> _Records shown_:
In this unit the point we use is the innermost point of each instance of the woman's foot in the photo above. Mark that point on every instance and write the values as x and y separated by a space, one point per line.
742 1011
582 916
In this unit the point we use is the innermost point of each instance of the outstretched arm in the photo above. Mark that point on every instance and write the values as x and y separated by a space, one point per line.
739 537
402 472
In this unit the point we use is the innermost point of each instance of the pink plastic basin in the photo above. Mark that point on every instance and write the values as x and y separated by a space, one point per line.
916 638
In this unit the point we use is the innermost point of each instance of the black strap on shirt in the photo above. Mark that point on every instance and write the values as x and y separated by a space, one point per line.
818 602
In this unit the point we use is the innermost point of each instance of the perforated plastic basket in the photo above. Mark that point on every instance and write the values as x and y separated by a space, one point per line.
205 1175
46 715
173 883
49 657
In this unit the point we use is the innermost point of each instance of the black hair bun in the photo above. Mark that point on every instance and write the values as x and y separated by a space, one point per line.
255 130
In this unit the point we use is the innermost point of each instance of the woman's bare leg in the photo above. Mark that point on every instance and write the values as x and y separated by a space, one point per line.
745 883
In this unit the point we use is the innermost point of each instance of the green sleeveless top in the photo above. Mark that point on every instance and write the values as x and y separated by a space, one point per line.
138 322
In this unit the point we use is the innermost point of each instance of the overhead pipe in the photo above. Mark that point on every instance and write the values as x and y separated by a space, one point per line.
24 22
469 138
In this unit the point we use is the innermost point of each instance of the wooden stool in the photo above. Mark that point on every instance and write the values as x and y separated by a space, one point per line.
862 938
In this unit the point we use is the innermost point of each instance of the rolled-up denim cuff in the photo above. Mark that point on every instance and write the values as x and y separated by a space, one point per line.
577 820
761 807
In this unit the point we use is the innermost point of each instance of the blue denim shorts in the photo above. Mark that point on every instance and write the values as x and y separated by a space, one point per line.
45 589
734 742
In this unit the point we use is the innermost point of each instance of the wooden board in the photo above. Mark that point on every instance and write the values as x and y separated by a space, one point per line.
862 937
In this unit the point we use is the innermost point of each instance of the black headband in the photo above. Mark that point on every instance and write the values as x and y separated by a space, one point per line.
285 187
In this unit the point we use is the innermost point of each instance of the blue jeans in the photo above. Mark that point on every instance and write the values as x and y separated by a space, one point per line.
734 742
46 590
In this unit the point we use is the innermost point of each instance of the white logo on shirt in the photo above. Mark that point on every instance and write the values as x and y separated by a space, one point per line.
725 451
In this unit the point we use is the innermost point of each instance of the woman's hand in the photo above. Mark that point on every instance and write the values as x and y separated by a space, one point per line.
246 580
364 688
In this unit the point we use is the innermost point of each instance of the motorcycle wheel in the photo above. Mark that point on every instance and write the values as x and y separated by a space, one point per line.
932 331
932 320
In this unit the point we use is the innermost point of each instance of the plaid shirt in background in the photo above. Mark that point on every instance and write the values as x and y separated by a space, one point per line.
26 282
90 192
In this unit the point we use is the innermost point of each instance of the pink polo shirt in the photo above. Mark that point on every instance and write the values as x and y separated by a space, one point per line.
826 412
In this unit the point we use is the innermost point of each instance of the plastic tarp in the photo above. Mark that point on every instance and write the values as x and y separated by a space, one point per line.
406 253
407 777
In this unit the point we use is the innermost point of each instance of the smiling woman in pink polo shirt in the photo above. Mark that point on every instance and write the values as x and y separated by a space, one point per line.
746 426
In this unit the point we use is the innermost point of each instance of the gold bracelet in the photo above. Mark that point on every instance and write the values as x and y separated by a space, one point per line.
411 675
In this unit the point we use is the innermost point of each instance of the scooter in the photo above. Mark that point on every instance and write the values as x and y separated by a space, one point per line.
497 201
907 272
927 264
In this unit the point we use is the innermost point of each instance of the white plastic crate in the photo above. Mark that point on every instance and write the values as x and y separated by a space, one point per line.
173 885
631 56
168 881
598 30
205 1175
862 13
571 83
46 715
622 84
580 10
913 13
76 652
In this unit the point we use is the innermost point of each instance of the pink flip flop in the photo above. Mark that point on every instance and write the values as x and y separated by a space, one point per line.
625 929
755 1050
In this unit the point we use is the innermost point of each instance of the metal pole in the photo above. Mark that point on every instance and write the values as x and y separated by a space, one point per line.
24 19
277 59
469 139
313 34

> _Task to carry out_:
Nothing may be omitted; retype every record exactly.

> _Solution to the problem_:
In this unit the point we use is the innermost point of each instance of the woman's foot in the photo above. Mark that point on every instance and write the values as x and y separated by a space, one point per line.
742 1011
582 916
In this unit the point we use is the innermost point of each instance of the outstretched arm in the photo above. Mark that point on every instance and write the values as x and y separated by a space, one point per line.
739 537
402 472
In this unit the point we use is the innermost point of each instance of the pink plastic basin in the photo above. Mark that point on every instance and write the values as x and y separated by a space, one point per line.
916 638
In this unit the point we use is the innermost point of each instance of the black strap on shirt in the photo above. Mark that point on every instance and write the values as x and y separated by a space, one point per line.
818 602
In this unit the point we use is the innermost point of each instance of the perforated plastic basket in the photo above. Mark that point on every instance and write the values as x and y separated by a space, one point per line.
205 1175
46 715
173 883
49 657
In this unit the point we use is the innermost point of each instance of the black hair bun in the photo above. Mark that point on every instance and write the values as x and y separated by a space, one point per line.
255 130
In this unit the point we use is the innermost point of each instance of the woman's bare leg in the photo above. Mark that point on every instance and write the values as x and y separated by a space, one point per line.
745 883
In this unit the point we use is the innermost point of each instance of the green sleeveless top in the photo above. Mark that point on every instance and write the values as x and y separated by a space, one point per line.
138 322
In this unit the point we use is the innermost point of each instance of the overhead pipe in the photo above. Mark that point on every instance and write the values as x and y separated by a space, one point per line.
24 22
469 138
In this unit the point we use is the innermost point of each instance of the wooden stool in the photo above. Mark that point on every instance and write the values as x and y separated by a space, one point per line.
862 938
In this unit the point we use is the innermost point of each instance of the rolled-up denim cuff in the photo above. Mark that point on every instance and write the values as x and y separated by a space, one point per line.
577 820
761 807
In this unit the point we use is the innermost point of each instance of the blue denim shorts in the photo above. Mark that point on every instance and write the values as x and y separated by a space, one point per line.
45 589
734 742
In this unit the point we use is the innermost point of each instance of the wooden board in the photo above. Mark that point on every instance and write the values as x and y separated by a space, one point per line.
862 937
In this unit the point we use is the innermost point of each instance of the black headband in the photo above. Mark that point on every instance and write the values as x and y separated by a space, one point per line.
285 187
In this unit the point we use is the innermost point of each instance of the blue jeans in the photo above. Mark that point on every instance and write the values as x and y separated by a space, one point per line.
734 742
46 590
In this unit the point we use is the innermost point of each instance of the white logo on shirt in the photo above. Mark that point on every instance and write the values as x and y separated by a space, one point per line.
725 451
In this unit the point we use is the innermost point of each instance of the woman's hand in the photo above. Mark that point on every instance and write the values as x and y separated by a space, one point per line.
246 580
364 688
In this unit the point we use is the innermost point of each instance of the motorcycle wheel in the photo above. Mark that point on every instance and write the values as x and y separated by a space, one point per line.
932 331
932 320
In this unit the point we use is the innermost point of each instance of the plaid shirt in background in the photo above. Mark that point on every instance and write the values as x and y separated by a space, one point per line.
26 282
90 192
In this unit the point we use is the innermost point of each instance of the pink polo shirt in the photo above. Mark that point on every instance and write the values as x and y separated by a space, one point per line.
826 412
In this unit the point we use is the innermost point of each instance of the plastic tarp in the photo above. Mark that point on every instance and write the values as x and y separated by a space, one point per line.
406 253
407 777
In this unit the point we use is the innermost point of each instance of the smiling woman in pink polo shirt in the photo above. Mark that point on every instance and write the values as x and y separated by a space, one point per line.
746 426
In this unit the point we use is the innermost point of each instance of the gold bracelet in the photo above. Mark that point on every instance and write the values as x and y separated by a space, one point per line.
411 675
In this unit the point we use is the innermost point of each instance of the scooter in the photo above. Mark that point on every instance and write the values as x and y separated by a space, one point per line.
497 201
907 272
927 264
In this unit the point we use is the innermost point of each instance of the white plastic crate in the photo above. Mark that point on every instance and write the values as x and y separated by a space, one point per line.
173 885
631 56
168 881
598 30
205 1175
862 13
571 83
46 715
622 84
580 10
913 13
76 652
In this unit the point we use is the innermost point of each instance of the pink flip flop in the photo above. Mark that point on every instance and write the values as x and y separated by a space, one point per line.
625 929
755 1050
In this unit the point we use is the innermost point of each instance of the metal pole in the photo above. Mark that point on every instance and write the values as x and y separated by a space, one point per line.
24 19
277 59
469 139
313 34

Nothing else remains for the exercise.